Description of the task » Lift out, unaltered, the lines of the material below between the line holding "# point: chrome" and the line holding "# point: car bumper", counting both.

Data listing »
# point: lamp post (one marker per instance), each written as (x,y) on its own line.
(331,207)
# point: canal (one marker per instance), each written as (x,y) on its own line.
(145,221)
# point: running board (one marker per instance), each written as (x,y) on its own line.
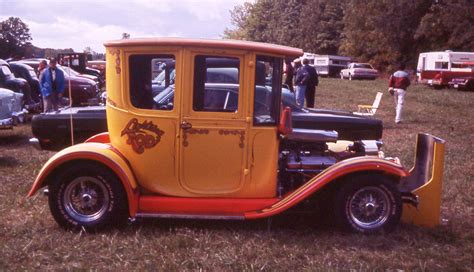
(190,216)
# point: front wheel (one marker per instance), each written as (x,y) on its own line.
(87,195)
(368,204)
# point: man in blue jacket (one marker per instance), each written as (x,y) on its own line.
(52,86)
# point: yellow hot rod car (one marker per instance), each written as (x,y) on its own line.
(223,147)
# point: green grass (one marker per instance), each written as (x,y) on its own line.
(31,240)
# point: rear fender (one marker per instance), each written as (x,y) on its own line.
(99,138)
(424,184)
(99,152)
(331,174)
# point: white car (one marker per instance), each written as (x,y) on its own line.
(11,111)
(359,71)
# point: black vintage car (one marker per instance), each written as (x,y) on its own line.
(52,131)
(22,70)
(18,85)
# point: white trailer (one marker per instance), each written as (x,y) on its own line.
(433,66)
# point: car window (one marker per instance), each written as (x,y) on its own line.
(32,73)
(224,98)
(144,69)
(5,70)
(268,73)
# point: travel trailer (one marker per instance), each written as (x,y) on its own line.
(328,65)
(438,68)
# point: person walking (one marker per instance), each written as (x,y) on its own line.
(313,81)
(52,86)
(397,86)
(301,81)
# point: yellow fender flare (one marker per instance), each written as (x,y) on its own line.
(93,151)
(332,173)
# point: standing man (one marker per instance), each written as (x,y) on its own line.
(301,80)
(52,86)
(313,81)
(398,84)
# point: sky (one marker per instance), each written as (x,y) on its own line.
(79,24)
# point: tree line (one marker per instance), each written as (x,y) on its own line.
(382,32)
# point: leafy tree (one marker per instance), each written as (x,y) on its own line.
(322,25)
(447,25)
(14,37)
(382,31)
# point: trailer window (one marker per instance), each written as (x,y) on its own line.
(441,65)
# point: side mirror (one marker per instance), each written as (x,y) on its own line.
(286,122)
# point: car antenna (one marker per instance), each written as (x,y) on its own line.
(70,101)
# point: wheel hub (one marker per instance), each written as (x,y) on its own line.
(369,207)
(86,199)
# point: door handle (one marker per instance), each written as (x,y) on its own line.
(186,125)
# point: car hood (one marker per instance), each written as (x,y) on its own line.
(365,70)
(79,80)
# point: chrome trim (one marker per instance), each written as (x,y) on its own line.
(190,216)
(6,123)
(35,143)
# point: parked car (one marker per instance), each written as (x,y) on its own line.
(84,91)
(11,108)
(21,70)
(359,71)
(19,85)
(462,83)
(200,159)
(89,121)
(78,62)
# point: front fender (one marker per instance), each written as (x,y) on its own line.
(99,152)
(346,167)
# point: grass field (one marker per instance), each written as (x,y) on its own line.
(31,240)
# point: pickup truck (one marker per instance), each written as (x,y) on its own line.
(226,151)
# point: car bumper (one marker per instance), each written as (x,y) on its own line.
--
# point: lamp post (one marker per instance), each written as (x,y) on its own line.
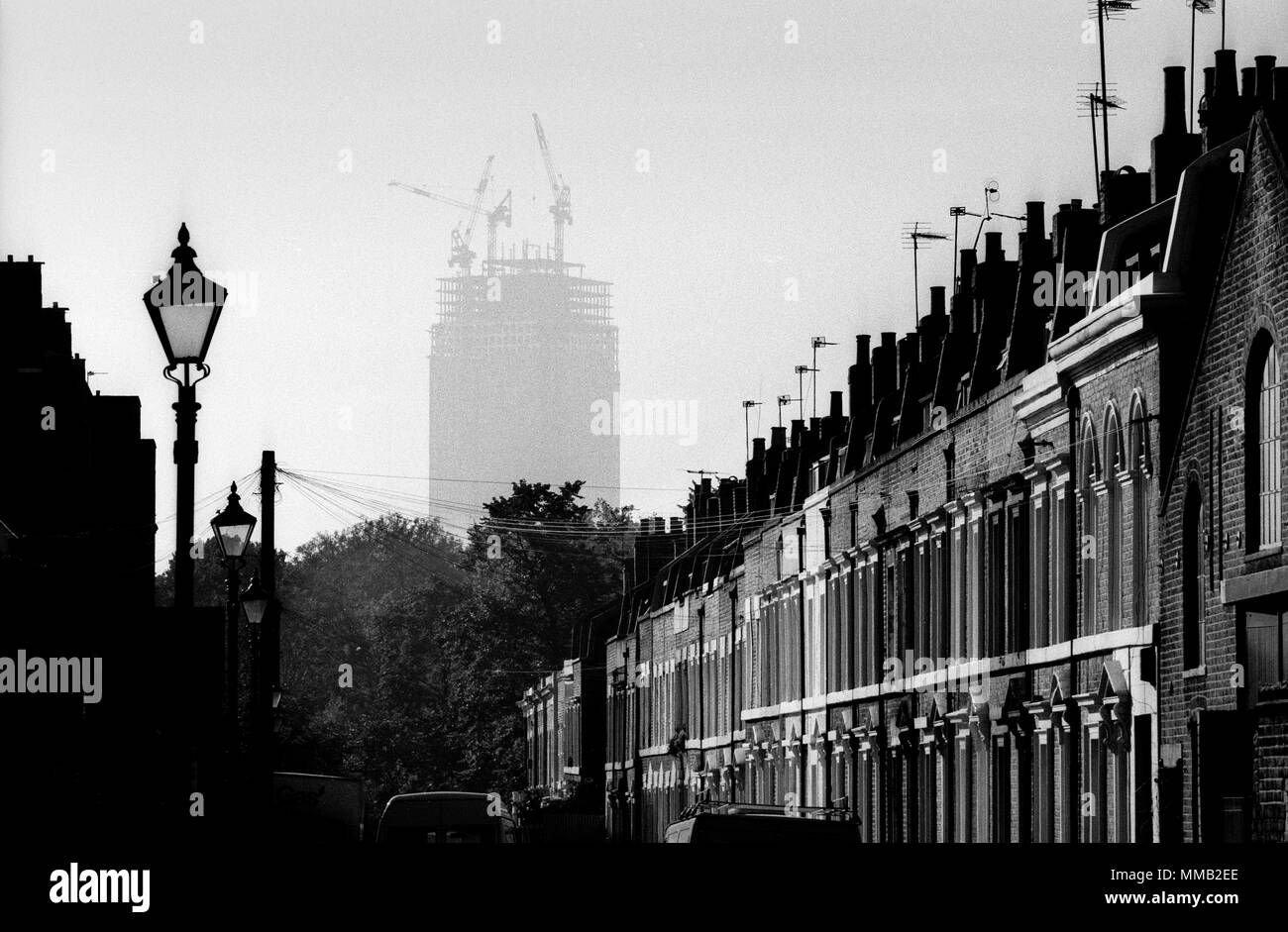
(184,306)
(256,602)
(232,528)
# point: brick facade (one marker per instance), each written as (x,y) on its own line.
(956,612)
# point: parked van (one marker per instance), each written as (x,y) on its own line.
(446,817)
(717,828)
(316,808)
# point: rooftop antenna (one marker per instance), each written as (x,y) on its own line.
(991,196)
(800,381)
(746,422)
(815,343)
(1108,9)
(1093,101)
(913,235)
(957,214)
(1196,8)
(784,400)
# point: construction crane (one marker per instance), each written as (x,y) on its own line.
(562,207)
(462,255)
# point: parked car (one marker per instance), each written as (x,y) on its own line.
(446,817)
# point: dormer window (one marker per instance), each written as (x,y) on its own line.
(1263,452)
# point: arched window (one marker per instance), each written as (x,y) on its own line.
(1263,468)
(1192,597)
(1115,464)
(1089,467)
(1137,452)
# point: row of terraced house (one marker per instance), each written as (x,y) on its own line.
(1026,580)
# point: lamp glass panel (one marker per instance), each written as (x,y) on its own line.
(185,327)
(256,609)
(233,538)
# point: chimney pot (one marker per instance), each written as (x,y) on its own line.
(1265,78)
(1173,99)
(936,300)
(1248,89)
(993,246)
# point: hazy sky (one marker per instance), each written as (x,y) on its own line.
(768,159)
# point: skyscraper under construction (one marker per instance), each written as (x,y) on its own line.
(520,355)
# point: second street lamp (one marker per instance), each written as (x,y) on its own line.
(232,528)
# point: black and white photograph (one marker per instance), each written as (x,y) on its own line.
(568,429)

Written response »
# point: chrome trim (one marker per instance), each written as (x,y) on its own line.
(190,216)
(6,123)
(35,143)
# point: parked car (one marker per instance), each written as (x,y) on its own line.
(84,91)
(11,108)
(21,70)
(359,71)
(19,85)
(462,83)
(200,159)
(89,121)
(78,62)
# point: front fender (one marker per instance), each written as (x,y) on its own line.
(99,152)
(346,167)
# point: grass field (one marker per instance), each written as (x,y) on its own line.
(31,240)
# point: pickup truck (one marker per instance), each written as (x,y) on its own line.
(226,151)
# point: car bumper (one marker per instance), each written as (x,y) on its own line.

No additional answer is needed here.